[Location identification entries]
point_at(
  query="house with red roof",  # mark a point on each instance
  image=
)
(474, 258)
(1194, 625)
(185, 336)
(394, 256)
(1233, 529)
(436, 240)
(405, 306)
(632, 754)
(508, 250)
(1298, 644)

[Task requirements]: Turn the lines of these items into a numbered list, leaving out any blank lines.

[Correct answer]:
1. point_at(
2.   query="house with red roof",  # mark a point on each instance
3.   image=
4. )
5. (474, 258)
6. (1194, 625)
7. (185, 336)
8. (394, 256)
9. (1233, 529)
10. (436, 240)
11. (405, 306)
12. (632, 754)
13. (508, 250)
14. (1298, 644)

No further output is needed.